_TESTO MOSTRATO_.
◇ ◇ ◇ ◇

L'AFFACCIARSI AL PANORAMA EUROPEO DEL REGIME SPAGNOLO
DEL DOPOGUERRA.
Risale al 9 febbraio 1962 la prima negoziazione della Spagna per entrare a far
parte dell'allora Comunità Economica Europea, idea già espressa nel 1956 dal
dittatore Francisco Franco al Consiglio della Falange, al quale egli dichiarava la
sua aspirazione al raggiungimento di una “situazione economica che avrebbe
permesso al Paese una buona libertà commerciale” 1
.
Il Ministro degli Affari Esteri Castiella si rivolgeva con una lettera al Presidente
del Consiglio dei Ministri della CEE, il francese Maurice Couve de Mourville
chiedendo ufficialmente l'apertura delle negoziazioni per l'integrazione della
Spagna alla comunità delle maggiori economie europee, corrispondenza che
sarebbe proseguita fino al 1970 prima di mostrare i risultati sperati. Il tentativo
del 1962 ebbe infatti esiti negativi a causa del carattere non democratico del
regime spagnolo.

◇ ◇ ◇ ◇

_RIGHE ARCHIVIATE_.
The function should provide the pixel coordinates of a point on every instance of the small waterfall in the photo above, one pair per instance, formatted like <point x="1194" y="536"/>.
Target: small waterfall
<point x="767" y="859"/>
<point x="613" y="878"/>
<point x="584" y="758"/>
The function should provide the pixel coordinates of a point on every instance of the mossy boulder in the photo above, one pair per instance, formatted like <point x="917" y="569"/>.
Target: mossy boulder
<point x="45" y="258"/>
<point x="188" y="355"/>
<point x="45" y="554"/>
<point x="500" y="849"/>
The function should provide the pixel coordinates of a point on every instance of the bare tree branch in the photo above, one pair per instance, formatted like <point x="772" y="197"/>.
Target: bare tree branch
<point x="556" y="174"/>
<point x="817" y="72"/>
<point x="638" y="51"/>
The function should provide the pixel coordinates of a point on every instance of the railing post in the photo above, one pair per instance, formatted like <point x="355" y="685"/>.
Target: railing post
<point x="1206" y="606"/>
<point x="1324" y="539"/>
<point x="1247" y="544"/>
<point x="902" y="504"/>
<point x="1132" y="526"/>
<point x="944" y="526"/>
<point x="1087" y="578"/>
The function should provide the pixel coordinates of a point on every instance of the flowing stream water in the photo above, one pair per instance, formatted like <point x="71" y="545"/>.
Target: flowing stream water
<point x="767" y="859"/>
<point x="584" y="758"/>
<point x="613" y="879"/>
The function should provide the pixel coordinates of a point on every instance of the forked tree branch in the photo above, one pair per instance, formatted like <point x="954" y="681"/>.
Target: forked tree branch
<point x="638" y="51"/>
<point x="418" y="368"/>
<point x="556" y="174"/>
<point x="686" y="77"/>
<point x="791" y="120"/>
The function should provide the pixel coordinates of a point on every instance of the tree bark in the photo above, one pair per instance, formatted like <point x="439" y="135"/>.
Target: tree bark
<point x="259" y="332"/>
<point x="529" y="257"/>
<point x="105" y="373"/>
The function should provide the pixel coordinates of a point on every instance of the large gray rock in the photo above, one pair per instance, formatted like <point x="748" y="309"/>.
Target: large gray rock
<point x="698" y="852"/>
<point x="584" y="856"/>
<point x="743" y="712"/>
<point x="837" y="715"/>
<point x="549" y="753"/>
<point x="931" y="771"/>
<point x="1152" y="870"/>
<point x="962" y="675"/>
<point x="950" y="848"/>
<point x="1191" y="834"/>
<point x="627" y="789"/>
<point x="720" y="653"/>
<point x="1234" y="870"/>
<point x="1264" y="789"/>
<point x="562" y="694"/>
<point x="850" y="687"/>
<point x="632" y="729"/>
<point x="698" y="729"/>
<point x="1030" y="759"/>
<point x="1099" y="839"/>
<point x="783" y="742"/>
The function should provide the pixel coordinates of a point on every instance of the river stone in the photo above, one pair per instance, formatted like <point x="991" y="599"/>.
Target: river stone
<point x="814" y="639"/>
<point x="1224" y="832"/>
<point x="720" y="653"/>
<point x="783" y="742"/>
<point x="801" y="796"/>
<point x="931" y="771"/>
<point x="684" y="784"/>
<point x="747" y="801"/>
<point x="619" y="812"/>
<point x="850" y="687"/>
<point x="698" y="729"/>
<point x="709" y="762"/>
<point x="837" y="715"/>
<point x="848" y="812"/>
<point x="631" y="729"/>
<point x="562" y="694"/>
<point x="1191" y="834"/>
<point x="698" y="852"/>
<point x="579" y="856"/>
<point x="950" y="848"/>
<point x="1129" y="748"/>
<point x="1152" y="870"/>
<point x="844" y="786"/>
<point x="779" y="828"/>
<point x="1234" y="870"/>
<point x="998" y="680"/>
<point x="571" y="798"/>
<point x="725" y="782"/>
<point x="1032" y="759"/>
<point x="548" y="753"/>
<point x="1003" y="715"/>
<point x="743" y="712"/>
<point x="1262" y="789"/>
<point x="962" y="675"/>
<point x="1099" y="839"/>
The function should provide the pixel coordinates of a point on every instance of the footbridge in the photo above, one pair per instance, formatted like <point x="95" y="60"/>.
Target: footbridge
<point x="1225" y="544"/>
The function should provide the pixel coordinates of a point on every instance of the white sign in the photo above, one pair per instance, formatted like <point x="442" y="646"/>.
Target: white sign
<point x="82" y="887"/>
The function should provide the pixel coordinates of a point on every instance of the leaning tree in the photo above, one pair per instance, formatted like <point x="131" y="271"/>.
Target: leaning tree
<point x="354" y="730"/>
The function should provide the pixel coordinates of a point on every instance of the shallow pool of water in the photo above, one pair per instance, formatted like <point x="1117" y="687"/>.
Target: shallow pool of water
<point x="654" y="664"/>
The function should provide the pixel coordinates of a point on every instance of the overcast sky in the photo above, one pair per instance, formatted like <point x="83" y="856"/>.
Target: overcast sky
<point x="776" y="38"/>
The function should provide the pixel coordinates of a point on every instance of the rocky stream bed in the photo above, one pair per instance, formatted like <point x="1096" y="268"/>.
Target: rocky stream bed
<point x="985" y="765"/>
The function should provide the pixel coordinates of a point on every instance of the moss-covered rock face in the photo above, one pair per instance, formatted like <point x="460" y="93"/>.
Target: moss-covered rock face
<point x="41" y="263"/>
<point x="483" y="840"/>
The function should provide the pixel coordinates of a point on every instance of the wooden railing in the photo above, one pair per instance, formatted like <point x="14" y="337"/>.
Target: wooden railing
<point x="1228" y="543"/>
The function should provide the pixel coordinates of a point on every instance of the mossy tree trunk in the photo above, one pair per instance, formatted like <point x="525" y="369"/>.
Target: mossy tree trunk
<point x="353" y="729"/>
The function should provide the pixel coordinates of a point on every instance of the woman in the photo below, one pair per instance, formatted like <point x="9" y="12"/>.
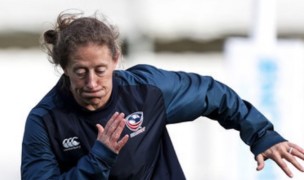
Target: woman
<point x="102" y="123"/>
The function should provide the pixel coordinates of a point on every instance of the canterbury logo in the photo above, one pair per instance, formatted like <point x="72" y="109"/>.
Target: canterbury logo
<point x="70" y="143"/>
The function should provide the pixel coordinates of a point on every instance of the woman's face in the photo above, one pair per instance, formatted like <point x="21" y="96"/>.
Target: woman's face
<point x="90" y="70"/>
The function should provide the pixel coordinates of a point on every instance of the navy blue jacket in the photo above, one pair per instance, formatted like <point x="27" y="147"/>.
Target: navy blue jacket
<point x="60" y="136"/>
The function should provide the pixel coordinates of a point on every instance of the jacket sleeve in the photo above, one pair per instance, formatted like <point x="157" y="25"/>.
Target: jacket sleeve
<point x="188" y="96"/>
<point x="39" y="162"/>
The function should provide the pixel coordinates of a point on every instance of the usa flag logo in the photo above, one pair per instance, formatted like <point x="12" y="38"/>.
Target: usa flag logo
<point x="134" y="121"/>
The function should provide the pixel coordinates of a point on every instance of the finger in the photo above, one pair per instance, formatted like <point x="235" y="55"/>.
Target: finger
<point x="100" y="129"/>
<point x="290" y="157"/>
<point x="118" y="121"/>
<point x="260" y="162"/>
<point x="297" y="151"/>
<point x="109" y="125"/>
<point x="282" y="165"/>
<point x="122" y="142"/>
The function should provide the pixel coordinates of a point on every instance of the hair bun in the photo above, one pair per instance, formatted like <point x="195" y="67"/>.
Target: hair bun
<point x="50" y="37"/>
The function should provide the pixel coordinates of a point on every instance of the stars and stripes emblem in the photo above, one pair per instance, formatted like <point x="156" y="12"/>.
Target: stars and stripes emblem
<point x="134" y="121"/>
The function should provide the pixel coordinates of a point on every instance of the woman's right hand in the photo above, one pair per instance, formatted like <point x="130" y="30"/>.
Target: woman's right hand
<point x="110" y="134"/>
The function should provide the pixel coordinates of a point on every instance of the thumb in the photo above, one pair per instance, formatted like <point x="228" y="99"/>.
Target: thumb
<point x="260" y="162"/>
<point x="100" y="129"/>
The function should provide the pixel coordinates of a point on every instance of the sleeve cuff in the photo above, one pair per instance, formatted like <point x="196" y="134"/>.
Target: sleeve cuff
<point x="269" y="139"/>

◇ ◇ ◇ ◇

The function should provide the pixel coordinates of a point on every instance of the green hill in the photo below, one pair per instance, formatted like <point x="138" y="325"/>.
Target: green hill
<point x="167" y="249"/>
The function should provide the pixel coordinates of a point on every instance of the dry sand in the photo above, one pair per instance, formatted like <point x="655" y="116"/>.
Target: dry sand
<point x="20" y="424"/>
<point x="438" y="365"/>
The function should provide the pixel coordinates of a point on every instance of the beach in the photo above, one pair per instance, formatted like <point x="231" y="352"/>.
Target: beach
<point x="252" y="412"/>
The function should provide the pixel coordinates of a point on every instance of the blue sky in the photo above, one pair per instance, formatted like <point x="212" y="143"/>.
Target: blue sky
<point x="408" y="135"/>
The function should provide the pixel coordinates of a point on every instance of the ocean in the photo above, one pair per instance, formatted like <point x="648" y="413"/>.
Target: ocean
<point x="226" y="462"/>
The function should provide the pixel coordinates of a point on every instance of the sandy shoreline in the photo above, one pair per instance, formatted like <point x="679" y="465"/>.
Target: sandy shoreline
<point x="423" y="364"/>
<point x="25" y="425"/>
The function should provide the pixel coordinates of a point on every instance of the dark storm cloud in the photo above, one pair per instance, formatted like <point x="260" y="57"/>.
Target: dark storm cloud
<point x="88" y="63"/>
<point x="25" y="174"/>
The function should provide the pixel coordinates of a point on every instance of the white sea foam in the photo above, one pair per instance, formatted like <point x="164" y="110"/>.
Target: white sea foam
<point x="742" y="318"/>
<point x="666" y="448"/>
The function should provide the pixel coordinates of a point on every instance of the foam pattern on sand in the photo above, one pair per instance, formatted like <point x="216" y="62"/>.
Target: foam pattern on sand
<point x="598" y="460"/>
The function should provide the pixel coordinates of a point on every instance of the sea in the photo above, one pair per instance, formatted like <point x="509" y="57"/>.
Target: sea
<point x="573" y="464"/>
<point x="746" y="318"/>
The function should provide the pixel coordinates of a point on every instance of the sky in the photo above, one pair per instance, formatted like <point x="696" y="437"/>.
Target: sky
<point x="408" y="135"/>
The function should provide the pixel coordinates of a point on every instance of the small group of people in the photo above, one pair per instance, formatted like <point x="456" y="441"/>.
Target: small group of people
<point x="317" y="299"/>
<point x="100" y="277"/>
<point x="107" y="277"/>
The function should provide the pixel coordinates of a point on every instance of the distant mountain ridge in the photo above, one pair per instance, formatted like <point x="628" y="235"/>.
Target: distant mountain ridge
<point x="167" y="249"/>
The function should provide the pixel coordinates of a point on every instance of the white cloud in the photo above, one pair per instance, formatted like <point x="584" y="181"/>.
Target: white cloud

◇ ◇ ◇ ◇

_COMPITI DA SVOLGERE_.
**a.** Nel testo sulla Spagna e la CEE, riscrivi in forma più breve il paragrafo che comincia con "Il Ministro degli Affari Esteri Castiella". Mantieni i fatti principali.
**b.** Prosegui il testo sulla Spagna e la CEE a partire dalla sua ultima frase.

_RISPOSTE AI COMPITI_.
**a.** Il Ministro degli Affari Esteri Castiella scrisse al francese Maurice Couve de Mourville, Presidente del Consiglio dei Ministri della CEE. Gli chiese ufficialmente di aprire le negoziazioni per l'integrazione della Spagna nella comunità. La corrispondenza andò avanti fino al 1970 prima di dare i risultati sperati. Il tentativo del 1962 ebbe esito negativo per il carattere non democratico del regime spagnolo.

**b.**
Il Governo nel frattempo continuava ad esprimere la volontà di adesione di fronte
al popolo e ai Paesi europei in numerosi discorsi e presentazioni di progetti per lo
sviluppo economico:“La CEE costituisce il nucleo principale su cui si svilupperà
la collaborazione continentale” 2
.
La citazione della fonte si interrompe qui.